Assignment: A verbatim copy of every record is needed.

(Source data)
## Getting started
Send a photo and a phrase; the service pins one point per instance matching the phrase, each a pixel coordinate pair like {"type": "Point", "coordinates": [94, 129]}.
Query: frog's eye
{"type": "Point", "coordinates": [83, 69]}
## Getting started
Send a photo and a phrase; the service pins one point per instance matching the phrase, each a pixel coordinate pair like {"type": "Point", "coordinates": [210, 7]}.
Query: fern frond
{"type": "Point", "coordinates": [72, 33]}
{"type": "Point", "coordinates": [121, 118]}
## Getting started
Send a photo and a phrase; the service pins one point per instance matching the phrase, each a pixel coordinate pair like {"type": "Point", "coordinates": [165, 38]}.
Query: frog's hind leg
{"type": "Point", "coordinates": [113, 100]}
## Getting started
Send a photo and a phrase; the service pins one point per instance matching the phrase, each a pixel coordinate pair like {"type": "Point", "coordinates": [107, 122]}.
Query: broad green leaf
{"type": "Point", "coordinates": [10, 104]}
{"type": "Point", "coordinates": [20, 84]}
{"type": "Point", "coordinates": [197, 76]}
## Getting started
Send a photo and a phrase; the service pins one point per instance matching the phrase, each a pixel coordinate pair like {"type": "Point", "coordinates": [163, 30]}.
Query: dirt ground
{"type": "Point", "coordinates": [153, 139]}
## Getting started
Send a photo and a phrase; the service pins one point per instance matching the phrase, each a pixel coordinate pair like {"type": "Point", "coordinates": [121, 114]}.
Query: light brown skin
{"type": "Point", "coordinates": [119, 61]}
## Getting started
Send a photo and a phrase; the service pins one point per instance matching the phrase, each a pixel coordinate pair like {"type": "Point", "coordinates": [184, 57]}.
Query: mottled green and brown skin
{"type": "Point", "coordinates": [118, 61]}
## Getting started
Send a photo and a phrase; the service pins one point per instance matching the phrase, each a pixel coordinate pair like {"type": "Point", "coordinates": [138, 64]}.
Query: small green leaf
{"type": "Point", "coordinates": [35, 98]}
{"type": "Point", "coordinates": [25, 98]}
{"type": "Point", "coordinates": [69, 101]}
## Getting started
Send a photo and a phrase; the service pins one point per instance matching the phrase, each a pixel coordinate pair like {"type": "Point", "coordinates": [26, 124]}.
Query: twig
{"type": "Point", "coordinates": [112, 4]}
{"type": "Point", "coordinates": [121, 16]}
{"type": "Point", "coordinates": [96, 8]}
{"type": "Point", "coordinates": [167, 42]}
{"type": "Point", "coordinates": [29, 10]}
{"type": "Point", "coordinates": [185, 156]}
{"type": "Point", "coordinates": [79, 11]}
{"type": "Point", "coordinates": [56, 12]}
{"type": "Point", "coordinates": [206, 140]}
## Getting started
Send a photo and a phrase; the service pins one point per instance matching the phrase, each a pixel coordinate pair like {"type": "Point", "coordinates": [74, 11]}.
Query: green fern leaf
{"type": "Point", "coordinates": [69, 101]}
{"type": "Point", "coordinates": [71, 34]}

Solution below:
## Getting started
Send a photo and a phrase; the service pins one point per instance matching the phrase, each a pixel coordinate pair like {"type": "Point", "coordinates": [94, 129]}.
Query: frog's eye
{"type": "Point", "coordinates": [83, 69]}
## Getting started
Send a photo and a phrase; the service pins one point per instance matching the phrase, each a pixel coordinate pair like {"type": "Point", "coordinates": [210, 7]}.
Query: fern frond
{"type": "Point", "coordinates": [72, 33]}
{"type": "Point", "coordinates": [121, 118]}
## Getting started
Send a photo and a phrase; the service pins one point per instance matching the phrase, each a pixel coordinate pair like {"type": "Point", "coordinates": [165, 38]}.
Query: frog's hind leg
{"type": "Point", "coordinates": [113, 100]}
## Getting started
Send a photo and a phrase; the service pins one point per instance matching the phrase, each a pixel coordinate pair like {"type": "Point", "coordinates": [107, 122]}.
Query: broad green leaf
{"type": "Point", "coordinates": [10, 104]}
{"type": "Point", "coordinates": [20, 84]}
{"type": "Point", "coordinates": [197, 76]}
## Getting started
Send a photo and a phrase; the service pins one point per instance matching the phrase, each a pixel coordinate pair like {"type": "Point", "coordinates": [163, 30]}.
Query: dirt ground
{"type": "Point", "coordinates": [153, 139]}
## Getting started
Send a photo and a phrase; the service pins one point per instance matching the phrase, each a pixel coordinate pair like {"type": "Point", "coordinates": [121, 114]}.
Query: light brown skin
{"type": "Point", "coordinates": [119, 61]}
## Getting started
Send a photo and a phrase; the service pins one point per instance matching the phrase, each a pixel coordinate pair like {"type": "Point", "coordinates": [184, 57]}.
Query: mottled green and brown skin
{"type": "Point", "coordinates": [118, 61]}
## Getting started
Send a photo and a phrase; the service pins one point per instance matching the phrase, each a pixel coordinate pair like {"type": "Point", "coordinates": [138, 64]}.
Query: small green leaf
{"type": "Point", "coordinates": [35, 98]}
{"type": "Point", "coordinates": [25, 98]}
{"type": "Point", "coordinates": [69, 101]}
## Getting started
Send a photo and a phrase; the service pins one point per instance matching the phrase, each a pixel coordinate pair like {"type": "Point", "coordinates": [26, 124]}.
Query: twig
{"type": "Point", "coordinates": [112, 4]}
{"type": "Point", "coordinates": [121, 16]}
{"type": "Point", "coordinates": [96, 8]}
{"type": "Point", "coordinates": [167, 42]}
{"type": "Point", "coordinates": [29, 10]}
{"type": "Point", "coordinates": [185, 156]}
{"type": "Point", "coordinates": [79, 11]}
{"type": "Point", "coordinates": [56, 12]}
{"type": "Point", "coordinates": [206, 140]}
## Getting started
Send a photo and a phrase; the service pins one point per instance matching the phrase, each a pixel coordinate pair like {"type": "Point", "coordinates": [74, 11]}.
Query: green fern leaf
{"type": "Point", "coordinates": [69, 101]}
{"type": "Point", "coordinates": [71, 34]}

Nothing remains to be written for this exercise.